Rewrite the part of the listing starting with the line with "velvet sofa visible?" and going on through the line with "[39,261,78,301]", putting "In which region" in place of "In what area" and leaving everything else unchanged.
• • • • • • •
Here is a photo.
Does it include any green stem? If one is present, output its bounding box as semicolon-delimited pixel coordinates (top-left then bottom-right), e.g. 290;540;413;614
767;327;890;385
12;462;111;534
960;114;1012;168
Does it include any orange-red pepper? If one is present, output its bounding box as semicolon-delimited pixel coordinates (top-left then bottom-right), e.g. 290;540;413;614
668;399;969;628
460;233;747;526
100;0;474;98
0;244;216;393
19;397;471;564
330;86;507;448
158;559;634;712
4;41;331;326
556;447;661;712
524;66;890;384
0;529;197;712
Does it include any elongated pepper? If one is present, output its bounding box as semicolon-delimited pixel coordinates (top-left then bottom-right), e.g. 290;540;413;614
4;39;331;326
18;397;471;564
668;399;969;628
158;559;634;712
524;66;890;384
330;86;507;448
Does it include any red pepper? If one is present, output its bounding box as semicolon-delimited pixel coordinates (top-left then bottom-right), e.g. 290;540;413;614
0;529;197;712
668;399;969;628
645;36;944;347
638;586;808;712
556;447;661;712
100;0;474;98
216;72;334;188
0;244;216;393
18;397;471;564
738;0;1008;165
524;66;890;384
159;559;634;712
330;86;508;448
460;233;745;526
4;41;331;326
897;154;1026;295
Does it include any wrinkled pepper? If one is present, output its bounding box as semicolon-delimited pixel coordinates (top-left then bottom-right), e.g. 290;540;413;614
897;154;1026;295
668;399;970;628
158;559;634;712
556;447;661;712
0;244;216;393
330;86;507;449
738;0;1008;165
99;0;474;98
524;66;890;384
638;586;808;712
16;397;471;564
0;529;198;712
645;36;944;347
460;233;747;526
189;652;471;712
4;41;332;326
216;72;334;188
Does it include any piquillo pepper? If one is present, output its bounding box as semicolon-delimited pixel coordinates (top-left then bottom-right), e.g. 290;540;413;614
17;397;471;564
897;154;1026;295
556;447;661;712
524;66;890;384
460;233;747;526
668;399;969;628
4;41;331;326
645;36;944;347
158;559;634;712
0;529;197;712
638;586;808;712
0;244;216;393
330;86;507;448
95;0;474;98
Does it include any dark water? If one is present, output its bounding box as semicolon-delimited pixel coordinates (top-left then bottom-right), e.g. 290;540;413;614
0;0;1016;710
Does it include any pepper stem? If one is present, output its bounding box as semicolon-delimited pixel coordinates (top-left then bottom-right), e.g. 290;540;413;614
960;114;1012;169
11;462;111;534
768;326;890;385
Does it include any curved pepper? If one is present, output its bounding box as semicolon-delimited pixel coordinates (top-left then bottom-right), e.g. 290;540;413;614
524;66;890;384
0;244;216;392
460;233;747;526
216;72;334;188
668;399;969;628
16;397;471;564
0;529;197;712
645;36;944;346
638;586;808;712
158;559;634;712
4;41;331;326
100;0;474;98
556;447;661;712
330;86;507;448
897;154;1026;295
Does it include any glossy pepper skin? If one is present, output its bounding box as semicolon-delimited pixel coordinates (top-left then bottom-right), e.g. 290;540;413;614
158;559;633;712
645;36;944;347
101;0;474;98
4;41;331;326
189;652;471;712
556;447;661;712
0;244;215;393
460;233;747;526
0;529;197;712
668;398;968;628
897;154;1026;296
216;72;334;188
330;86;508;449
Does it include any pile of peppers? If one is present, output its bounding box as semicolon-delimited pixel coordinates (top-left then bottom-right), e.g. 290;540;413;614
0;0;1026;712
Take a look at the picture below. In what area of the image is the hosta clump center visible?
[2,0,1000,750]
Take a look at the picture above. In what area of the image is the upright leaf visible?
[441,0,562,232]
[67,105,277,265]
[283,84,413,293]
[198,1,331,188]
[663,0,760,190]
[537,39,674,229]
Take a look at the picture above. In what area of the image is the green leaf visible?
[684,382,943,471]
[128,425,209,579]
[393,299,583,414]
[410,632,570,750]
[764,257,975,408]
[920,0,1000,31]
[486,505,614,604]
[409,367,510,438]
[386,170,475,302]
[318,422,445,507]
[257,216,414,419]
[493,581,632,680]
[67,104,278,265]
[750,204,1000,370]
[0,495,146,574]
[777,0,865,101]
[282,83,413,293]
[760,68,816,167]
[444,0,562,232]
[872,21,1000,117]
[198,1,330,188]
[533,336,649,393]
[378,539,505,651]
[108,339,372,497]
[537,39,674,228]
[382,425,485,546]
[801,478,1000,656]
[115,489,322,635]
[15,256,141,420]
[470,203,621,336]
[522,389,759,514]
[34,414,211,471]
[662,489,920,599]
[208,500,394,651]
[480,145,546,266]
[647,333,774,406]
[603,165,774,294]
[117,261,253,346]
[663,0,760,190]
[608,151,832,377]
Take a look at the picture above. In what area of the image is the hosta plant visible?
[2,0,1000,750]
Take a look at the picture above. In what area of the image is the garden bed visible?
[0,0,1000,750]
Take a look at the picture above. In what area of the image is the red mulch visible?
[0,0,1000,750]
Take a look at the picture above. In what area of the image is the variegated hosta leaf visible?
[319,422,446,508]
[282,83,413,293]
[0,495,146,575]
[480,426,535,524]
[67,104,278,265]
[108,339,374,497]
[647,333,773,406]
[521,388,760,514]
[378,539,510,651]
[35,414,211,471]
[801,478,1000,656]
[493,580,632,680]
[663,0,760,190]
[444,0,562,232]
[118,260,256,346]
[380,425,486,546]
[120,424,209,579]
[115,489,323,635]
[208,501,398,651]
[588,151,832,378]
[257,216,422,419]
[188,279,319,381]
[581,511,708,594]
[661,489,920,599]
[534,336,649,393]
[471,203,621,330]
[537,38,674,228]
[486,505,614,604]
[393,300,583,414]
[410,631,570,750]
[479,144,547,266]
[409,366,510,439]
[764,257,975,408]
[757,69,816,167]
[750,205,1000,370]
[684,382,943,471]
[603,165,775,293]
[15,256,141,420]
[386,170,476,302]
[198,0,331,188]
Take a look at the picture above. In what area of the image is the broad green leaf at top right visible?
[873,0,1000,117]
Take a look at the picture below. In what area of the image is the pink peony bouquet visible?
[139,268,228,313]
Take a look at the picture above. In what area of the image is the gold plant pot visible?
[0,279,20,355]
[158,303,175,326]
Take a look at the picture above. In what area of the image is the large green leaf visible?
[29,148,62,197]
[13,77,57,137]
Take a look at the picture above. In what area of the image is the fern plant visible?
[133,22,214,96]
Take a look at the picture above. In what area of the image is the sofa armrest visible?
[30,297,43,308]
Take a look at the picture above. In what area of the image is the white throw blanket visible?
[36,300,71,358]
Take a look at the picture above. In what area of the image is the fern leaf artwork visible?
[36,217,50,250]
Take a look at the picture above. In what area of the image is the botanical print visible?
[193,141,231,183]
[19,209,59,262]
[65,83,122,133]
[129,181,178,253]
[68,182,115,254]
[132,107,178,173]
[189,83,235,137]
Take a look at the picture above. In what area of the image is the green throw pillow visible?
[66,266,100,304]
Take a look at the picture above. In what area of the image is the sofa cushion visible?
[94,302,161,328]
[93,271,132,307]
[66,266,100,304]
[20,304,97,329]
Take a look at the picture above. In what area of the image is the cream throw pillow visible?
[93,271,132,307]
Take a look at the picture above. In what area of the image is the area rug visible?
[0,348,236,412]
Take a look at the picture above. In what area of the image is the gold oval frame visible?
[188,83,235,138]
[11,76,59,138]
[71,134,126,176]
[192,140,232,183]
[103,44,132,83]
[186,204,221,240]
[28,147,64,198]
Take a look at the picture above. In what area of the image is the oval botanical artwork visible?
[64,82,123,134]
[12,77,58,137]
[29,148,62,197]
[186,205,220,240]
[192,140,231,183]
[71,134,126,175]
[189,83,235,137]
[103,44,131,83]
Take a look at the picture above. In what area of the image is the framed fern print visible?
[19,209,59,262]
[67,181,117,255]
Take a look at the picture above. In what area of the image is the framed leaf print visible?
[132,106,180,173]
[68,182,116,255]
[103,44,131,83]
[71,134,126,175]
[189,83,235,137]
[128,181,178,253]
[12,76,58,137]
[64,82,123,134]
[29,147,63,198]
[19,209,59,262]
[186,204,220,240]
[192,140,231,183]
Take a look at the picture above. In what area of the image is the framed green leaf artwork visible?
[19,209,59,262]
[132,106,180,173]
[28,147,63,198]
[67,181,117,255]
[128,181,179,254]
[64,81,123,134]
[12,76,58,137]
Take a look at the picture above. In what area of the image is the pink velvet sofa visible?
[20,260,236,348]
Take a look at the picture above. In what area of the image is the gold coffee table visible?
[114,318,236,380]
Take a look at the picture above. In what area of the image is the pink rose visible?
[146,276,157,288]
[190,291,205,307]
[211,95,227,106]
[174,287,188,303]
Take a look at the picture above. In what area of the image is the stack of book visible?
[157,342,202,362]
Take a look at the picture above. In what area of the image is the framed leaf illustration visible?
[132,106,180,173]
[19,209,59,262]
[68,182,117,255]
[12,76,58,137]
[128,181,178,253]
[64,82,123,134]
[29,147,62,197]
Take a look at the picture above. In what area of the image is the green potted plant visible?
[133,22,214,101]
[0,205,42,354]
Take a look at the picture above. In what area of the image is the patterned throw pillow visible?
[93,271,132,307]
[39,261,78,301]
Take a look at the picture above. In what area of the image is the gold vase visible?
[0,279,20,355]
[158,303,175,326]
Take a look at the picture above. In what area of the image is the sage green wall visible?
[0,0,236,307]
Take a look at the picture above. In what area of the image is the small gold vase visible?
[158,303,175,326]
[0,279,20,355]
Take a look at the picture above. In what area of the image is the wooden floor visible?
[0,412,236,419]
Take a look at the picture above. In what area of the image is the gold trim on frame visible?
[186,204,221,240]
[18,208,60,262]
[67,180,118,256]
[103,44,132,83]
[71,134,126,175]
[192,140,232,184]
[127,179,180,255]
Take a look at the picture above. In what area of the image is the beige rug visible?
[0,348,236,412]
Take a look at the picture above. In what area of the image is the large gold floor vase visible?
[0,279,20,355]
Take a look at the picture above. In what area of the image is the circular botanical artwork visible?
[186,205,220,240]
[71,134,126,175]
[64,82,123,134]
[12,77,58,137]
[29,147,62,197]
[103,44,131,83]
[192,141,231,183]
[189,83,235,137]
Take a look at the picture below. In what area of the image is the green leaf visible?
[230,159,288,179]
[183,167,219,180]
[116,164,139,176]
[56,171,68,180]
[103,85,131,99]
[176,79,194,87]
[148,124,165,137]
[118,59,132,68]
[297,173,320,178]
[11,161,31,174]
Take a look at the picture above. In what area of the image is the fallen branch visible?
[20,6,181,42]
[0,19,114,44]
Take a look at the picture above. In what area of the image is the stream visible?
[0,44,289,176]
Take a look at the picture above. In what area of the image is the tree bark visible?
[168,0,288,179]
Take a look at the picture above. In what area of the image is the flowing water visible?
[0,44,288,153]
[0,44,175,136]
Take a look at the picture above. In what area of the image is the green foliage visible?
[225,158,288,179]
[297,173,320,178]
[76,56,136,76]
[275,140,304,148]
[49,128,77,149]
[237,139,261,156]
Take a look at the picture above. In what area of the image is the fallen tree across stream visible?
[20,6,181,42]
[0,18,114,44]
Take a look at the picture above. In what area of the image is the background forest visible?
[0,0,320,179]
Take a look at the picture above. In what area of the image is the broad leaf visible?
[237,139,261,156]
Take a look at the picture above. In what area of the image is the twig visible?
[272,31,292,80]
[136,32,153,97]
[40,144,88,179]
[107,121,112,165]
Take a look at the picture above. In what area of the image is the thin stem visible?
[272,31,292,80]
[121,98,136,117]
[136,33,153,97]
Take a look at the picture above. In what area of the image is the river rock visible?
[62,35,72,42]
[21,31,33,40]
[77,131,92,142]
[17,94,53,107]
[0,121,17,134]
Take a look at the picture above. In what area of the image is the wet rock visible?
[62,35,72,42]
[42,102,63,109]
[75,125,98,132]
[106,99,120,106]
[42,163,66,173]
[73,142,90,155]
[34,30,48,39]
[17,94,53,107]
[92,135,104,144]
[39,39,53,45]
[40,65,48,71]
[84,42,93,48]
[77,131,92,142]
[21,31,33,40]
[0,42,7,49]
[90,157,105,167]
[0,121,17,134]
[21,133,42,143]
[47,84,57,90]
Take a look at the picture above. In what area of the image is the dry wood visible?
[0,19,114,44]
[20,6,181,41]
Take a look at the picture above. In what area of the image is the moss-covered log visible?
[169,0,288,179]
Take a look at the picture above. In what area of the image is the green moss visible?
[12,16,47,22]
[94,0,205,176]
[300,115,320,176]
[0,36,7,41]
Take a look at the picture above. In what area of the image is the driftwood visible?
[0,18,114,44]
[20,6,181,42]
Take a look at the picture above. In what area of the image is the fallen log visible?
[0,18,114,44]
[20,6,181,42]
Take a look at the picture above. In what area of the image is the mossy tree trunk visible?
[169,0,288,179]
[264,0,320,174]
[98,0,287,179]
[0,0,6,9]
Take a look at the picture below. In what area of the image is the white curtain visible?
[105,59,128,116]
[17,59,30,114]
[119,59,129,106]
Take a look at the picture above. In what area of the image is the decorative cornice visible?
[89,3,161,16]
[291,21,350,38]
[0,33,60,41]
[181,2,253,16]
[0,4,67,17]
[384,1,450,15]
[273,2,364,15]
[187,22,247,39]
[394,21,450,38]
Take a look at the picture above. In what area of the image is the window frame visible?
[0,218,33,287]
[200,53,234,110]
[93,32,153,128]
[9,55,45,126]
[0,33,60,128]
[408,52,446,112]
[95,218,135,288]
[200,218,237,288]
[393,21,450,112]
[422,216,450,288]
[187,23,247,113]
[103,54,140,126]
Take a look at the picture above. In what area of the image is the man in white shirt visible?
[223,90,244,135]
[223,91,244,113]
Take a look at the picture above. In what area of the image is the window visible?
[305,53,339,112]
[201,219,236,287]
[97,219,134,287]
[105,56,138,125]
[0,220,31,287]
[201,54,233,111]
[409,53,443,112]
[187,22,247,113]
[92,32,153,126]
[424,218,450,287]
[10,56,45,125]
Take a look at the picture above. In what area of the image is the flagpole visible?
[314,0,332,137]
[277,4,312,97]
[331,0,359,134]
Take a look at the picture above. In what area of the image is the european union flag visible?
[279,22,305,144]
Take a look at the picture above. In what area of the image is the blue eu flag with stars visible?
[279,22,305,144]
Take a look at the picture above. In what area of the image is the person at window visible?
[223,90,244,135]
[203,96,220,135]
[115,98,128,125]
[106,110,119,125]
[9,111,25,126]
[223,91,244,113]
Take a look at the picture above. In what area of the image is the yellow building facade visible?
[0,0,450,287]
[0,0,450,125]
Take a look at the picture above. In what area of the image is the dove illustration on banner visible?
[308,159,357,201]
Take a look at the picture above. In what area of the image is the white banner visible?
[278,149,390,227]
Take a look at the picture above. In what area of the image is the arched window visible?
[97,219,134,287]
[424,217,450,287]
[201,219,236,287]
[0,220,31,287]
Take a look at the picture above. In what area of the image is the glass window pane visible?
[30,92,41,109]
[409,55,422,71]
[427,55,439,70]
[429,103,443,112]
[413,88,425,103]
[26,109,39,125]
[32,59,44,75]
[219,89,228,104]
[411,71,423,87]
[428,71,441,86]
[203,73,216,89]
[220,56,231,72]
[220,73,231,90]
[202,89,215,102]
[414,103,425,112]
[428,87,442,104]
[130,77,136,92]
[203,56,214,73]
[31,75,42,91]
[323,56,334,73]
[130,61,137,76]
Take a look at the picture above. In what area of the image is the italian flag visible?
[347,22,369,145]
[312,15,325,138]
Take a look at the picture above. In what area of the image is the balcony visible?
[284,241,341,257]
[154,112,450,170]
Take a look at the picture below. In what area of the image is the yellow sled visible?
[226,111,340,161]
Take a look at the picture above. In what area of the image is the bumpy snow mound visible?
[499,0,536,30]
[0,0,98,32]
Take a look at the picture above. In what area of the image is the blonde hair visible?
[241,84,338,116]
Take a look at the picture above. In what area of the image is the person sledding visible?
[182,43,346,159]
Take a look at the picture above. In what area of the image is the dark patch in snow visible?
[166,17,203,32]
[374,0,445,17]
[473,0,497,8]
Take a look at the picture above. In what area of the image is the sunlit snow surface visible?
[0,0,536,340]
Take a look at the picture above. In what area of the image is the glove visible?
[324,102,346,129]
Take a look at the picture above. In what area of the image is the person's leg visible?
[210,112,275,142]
• • • • • • •
WRITTEN SOLUTION:
Take a look at the picture above. In which region of the image is the pink velvet sofa visible?
[20,260,236,348]
Take a look at the picture above. In which region of the image is the gold coffee table visible?
[114,318,236,380]
Take a look at the picture above. In which region of the image is the pink rose visible?
[146,276,157,288]
[190,291,205,307]
[211,95,227,106]
[174,287,188,303]
Take a look at the picture above. In which region of the image is the stack of book visible?
[157,342,202,362]
Take a look at the picture above. In which region of the image is the framed leaf illustration visible?
[132,106,180,173]
[19,209,59,262]
[68,182,117,255]
[12,76,58,137]
[128,181,178,253]
[64,82,123,134]
[29,147,62,197]
Take a look at the picture above. In which region of the image is the green potted plant visible?
[133,22,214,101]
[0,205,42,354]
Take a look at the picture above. In which region of the image is the patterned throw pillow visible?
[93,271,132,307]
[39,261,78,301]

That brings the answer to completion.